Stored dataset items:
>>
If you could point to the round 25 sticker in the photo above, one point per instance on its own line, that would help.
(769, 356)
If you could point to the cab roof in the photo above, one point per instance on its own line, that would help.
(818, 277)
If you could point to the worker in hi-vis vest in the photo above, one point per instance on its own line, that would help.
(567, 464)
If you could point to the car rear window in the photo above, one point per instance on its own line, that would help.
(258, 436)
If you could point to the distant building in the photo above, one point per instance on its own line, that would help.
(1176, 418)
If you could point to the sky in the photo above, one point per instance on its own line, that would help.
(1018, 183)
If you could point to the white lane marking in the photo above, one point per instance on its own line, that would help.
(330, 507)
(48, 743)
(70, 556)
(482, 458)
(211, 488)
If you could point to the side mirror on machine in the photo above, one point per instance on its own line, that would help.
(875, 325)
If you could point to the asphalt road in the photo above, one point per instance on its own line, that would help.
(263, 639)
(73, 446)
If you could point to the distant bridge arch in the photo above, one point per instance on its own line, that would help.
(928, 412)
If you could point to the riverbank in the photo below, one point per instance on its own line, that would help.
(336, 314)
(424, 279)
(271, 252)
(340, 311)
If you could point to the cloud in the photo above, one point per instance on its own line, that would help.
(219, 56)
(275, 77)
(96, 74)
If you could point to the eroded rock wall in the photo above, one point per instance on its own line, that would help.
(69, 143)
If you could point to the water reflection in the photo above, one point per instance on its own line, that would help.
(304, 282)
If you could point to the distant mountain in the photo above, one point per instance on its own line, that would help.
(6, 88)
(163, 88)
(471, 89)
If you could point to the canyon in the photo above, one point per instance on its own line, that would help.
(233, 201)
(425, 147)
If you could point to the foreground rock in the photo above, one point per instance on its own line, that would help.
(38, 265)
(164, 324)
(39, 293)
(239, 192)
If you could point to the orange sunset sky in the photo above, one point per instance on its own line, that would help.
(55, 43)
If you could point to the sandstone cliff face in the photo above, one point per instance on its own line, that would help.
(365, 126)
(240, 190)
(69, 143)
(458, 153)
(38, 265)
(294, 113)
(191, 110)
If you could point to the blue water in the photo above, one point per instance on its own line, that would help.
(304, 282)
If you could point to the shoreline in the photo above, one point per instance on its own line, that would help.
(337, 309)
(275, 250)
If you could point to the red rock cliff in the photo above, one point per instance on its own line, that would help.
<<
= What is being asked =
Without skipping anything, transcribe every line above exactly.

= Reply =
If you could point to the round 25 sticker in the photo above, one point per instance on its own line, that would help.
(769, 356)
If you could point to the cab roof in the photo above, one point per instance on its own line, that would help.
(818, 277)
If you could point to the worker in hi-vis vest in the photo above, one point per instance on its own line, that would help.
(567, 464)
If you could point to the car rear window in the photo above, one point per instance on its own line, that would help.
(258, 436)
If you could point to the distant building in the photo above, one point per instance on its own line, that would help.
(1176, 418)
If you could point to the sky in the photo above, one point per instance on its own line, that would help.
(1018, 183)
If you could point to the white lane marking in the photo above, one point per instance on its own line, that would help.
(330, 507)
(48, 743)
(70, 556)
(482, 458)
(211, 488)
If you could point to the side mirror on machine in the photo above, one point per instance on its own line, that would help.
(875, 325)
If you could point to the asphalt road in the photo above, one point per instance on its own line, that would help.
(263, 639)
(73, 446)
If you could point to the distant bridge arch in the photo above, one point per instance on its own line, that would help.
(928, 412)
If you could point to the riverbank in the photo below, one point per instance on its own line, that would help.
(336, 314)
(424, 279)
(271, 252)
(340, 311)
If you could point to the cloud in the photo above, one point per instance on its own line, that would help.
(219, 56)
(275, 77)
(96, 74)
If you could point to the eroded rock wall in the photo above, one point per instance on its own line, that would help.
(69, 143)
If you could point to the water reflection in the photo above, one point per instance on its own line, that would help.
(304, 282)
If you could point to the distant mountain in the photo above, one point per instance on its own line, that would help.
(6, 88)
(163, 88)
(471, 89)
If you could point to the canyon in the photo above, one point per instance on its own line, that would help.
(233, 201)
(425, 147)
If you could point to the foreground rock in the photo above, one point per instance on its own line, that would help.
(38, 265)
(164, 324)
(39, 293)
(239, 192)
If you could point to the orange sunset sky in the photo above, one point per instance on its own line, that would help.
(55, 43)
If you could point to the sandstone cliff face in the photo above, one point per instance on its own line, that would help.
(365, 126)
(240, 190)
(69, 143)
(458, 153)
(38, 265)
(294, 113)
(191, 110)
If you could point to the blue water in the photo above, one point per instance on its own line, that would help.
(304, 282)
If you could point to the shoreline in the photo above, one point per instance on its own line, that would help.
(337, 309)
(275, 250)
If you could point to the red rock cliff in the photo above, one point per instance on its own line, that would help.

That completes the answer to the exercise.